→ MATERIAL SHOWN:
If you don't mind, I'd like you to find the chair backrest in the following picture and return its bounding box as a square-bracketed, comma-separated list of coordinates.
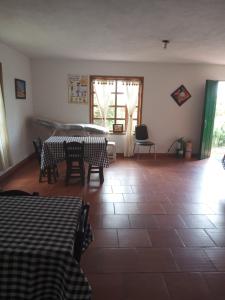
[33, 138, 43, 164]
[0, 190, 39, 196]
[135, 124, 149, 140]
[74, 203, 90, 262]
[63, 141, 84, 162]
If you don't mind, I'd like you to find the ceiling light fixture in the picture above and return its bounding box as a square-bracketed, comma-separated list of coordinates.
[162, 40, 170, 49]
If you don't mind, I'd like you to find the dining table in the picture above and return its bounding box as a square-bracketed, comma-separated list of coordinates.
[0, 195, 92, 300]
[41, 136, 109, 183]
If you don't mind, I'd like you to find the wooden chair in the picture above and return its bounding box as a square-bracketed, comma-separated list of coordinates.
[87, 139, 107, 184]
[33, 138, 58, 183]
[133, 124, 156, 159]
[74, 203, 90, 262]
[0, 190, 39, 196]
[63, 141, 85, 186]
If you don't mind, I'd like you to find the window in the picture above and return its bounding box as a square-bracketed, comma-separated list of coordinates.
[90, 76, 143, 133]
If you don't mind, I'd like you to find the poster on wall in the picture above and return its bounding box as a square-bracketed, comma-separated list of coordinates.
[68, 75, 89, 104]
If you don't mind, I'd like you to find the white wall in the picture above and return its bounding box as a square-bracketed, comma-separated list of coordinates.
[31, 58, 225, 153]
[0, 42, 34, 170]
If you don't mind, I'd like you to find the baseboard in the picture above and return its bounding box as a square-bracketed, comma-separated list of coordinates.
[116, 153, 197, 159]
[0, 153, 35, 182]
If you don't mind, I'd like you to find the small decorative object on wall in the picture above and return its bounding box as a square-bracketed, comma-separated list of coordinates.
[113, 124, 123, 133]
[15, 79, 26, 99]
[171, 84, 191, 106]
[68, 75, 89, 104]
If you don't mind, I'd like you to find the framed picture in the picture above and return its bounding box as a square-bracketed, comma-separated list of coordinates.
[113, 124, 123, 133]
[68, 75, 89, 104]
[171, 84, 191, 106]
[15, 79, 26, 99]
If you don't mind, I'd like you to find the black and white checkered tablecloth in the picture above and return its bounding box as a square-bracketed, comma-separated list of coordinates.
[0, 196, 92, 300]
[41, 136, 109, 170]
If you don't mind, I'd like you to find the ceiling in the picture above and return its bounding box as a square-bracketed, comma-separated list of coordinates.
[1, 0, 225, 64]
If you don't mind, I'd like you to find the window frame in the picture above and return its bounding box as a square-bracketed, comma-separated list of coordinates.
[89, 75, 144, 133]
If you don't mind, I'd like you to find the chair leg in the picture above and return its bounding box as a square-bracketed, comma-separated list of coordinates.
[65, 163, 70, 185]
[99, 166, 104, 184]
[154, 145, 156, 160]
[80, 162, 85, 186]
[47, 167, 52, 184]
[39, 171, 42, 183]
[87, 165, 91, 183]
[138, 145, 140, 159]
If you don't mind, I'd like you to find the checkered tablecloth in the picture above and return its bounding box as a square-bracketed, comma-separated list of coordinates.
[0, 196, 92, 300]
[41, 136, 109, 170]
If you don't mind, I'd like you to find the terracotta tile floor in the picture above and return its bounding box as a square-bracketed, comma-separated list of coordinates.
[1, 156, 225, 299]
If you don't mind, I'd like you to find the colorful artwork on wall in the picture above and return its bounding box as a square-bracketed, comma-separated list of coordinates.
[68, 75, 89, 104]
[15, 79, 26, 99]
[171, 85, 191, 106]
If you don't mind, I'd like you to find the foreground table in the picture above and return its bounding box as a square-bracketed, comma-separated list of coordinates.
[0, 195, 92, 300]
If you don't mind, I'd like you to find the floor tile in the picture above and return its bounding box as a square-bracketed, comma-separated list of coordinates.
[112, 186, 133, 194]
[171, 248, 216, 271]
[148, 229, 184, 247]
[205, 229, 225, 247]
[100, 193, 124, 202]
[155, 215, 186, 229]
[180, 215, 215, 229]
[118, 229, 151, 247]
[89, 203, 115, 214]
[203, 272, 225, 300]
[177, 229, 216, 247]
[91, 229, 118, 247]
[129, 214, 159, 229]
[136, 248, 179, 272]
[123, 193, 147, 202]
[88, 274, 123, 300]
[115, 203, 165, 214]
[123, 273, 170, 300]
[205, 248, 225, 271]
[82, 248, 139, 273]
[100, 214, 130, 228]
[164, 272, 211, 300]
[207, 215, 225, 228]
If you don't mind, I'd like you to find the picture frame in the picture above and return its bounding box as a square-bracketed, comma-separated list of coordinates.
[15, 79, 26, 99]
[113, 124, 123, 133]
[171, 84, 191, 106]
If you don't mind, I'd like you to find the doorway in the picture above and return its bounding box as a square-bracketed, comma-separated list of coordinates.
[211, 81, 225, 160]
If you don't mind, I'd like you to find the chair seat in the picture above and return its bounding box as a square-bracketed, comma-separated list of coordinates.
[136, 140, 155, 146]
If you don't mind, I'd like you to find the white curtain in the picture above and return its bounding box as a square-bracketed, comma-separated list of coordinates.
[94, 81, 114, 128]
[0, 83, 11, 170]
[124, 83, 139, 157]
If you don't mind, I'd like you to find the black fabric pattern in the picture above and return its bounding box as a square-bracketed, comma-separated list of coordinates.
[41, 136, 109, 170]
[0, 196, 92, 300]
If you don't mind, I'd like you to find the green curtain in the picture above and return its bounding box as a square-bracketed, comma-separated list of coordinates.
[199, 80, 218, 159]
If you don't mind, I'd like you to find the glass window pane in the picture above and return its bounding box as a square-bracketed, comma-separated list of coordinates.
[117, 93, 126, 105]
[107, 107, 115, 118]
[106, 119, 114, 131]
[93, 94, 98, 105]
[117, 81, 126, 105]
[117, 107, 126, 118]
[94, 106, 101, 118]
[93, 119, 103, 126]
[109, 93, 116, 105]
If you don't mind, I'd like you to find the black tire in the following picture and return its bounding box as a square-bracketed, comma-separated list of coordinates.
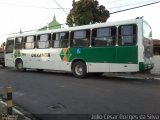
[16, 60, 26, 72]
[88, 72, 104, 77]
[72, 61, 87, 78]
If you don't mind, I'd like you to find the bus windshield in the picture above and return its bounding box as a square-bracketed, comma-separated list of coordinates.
[143, 21, 153, 58]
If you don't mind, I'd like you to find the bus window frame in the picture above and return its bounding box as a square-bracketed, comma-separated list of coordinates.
[70, 29, 90, 48]
[24, 35, 36, 49]
[92, 26, 117, 47]
[59, 32, 69, 48]
[15, 37, 23, 49]
[37, 33, 51, 49]
[118, 24, 137, 46]
[52, 32, 69, 48]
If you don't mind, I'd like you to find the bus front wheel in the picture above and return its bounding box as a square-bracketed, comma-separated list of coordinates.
[16, 60, 26, 72]
[72, 61, 87, 78]
[2, 63, 5, 67]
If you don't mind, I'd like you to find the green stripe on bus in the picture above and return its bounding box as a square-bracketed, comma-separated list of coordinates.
[66, 46, 138, 63]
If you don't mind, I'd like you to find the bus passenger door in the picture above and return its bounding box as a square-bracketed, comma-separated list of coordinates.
[5, 39, 15, 67]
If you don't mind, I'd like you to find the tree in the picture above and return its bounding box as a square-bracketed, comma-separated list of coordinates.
[67, 0, 110, 27]
[0, 42, 5, 49]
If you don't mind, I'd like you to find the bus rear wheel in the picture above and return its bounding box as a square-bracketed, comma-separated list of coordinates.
[72, 61, 87, 78]
[16, 60, 26, 72]
[88, 72, 104, 77]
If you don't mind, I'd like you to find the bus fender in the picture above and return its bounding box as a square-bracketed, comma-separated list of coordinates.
[15, 58, 23, 67]
[71, 59, 88, 73]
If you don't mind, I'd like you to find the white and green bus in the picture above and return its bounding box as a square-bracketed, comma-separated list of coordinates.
[5, 18, 153, 78]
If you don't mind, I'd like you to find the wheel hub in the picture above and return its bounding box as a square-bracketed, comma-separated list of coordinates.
[18, 63, 23, 69]
[75, 65, 83, 75]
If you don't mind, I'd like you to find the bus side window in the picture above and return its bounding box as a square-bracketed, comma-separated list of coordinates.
[52, 32, 69, 48]
[118, 24, 137, 46]
[24, 36, 36, 49]
[92, 27, 116, 47]
[71, 30, 90, 47]
[52, 33, 60, 48]
[15, 37, 23, 49]
[37, 34, 51, 49]
[59, 32, 69, 48]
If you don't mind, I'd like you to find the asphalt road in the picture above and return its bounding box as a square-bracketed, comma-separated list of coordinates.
[0, 67, 160, 120]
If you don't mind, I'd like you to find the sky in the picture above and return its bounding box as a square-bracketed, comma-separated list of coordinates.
[0, 0, 160, 45]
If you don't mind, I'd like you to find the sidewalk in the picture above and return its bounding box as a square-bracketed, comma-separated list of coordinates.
[103, 72, 160, 80]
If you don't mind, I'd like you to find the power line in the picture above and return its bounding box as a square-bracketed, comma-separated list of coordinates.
[52, 0, 68, 15]
[51, 0, 74, 26]
[108, 0, 159, 10]
[0, 0, 160, 37]
[110, 0, 160, 14]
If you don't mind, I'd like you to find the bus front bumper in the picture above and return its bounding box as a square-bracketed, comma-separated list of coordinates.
[139, 62, 154, 72]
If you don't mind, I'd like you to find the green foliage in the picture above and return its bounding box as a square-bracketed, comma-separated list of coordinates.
[67, 0, 110, 27]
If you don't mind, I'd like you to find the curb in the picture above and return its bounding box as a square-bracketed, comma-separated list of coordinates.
[105, 76, 154, 80]
[103, 73, 160, 81]
[0, 100, 31, 120]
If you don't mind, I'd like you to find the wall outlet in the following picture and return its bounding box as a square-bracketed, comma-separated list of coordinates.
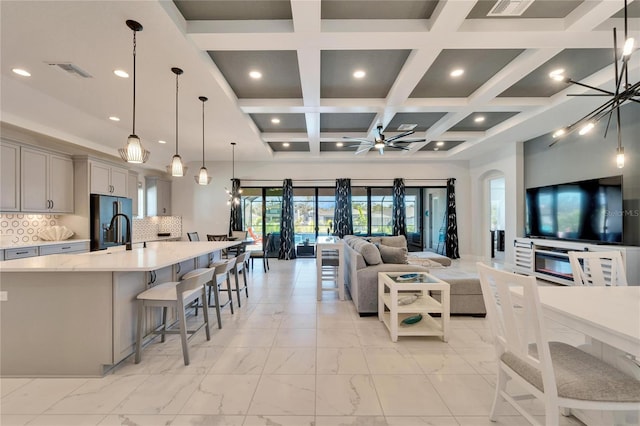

→ TASK TO CARRY OUT: Your copy must start at the line that holds "If you don't mind, I'd like you to find the power" and end at the last line of the data, both included; it must contain no pictures.

→ RESULT OF THIS EXERCISE:
If you don't mind, I'd like you to find the power line in the picture above and return its bounding box as a square-bracketed, comma-separated list of coordinates.
[52, 0, 68, 15]
[51, 0, 74, 26]
[108, 0, 159, 10]
[0, 0, 160, 37]
[110, 0, 160, 14]
If you don't mind, I'd like you to find the bus front bumper in the picture above and return its bounding box as a square-bracketed, comma-separated list of coordinates.
[139, 62, 154, 72]
If you don't mind, I'd like you to find the green foliage in the picture above and return its bounding box as a square-bracketed, comma-separated list of coordinates.
[67, 0, 110, 27]
If you don't mind, I'd like you to find the curb in the picture above and return its bounding box as a square-bracketed, comma-separated list of coordinates.
[105, 76, 154, 80]
[103, 73, 160, 81]
[0, 100, 31, 120]
If you don't mind, I'd like you to find the wall outlet in the following picture and return its bounding box as a square-bracketed, comma-separated list of coordinates.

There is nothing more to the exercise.